• YOUR TASK: An exact copy of the lines from the one containing "ok so i need the box for the driveway" through the end of the material is all that is wanted; transcribe only those.

• RECORDS FOR PROCESSING:
☆ ☆ ☆

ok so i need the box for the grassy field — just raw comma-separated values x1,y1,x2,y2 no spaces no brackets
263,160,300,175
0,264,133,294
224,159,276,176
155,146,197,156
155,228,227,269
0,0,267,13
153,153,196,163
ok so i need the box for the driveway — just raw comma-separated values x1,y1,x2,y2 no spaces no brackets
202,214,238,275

☆ ☆ ☆

• OUTPUT FOR THIS EXERCISE:
ok so i need the box for the driveway — just raw comma-separated values x1,y1,x2,y2 no spaces no brackets
202,214,238,275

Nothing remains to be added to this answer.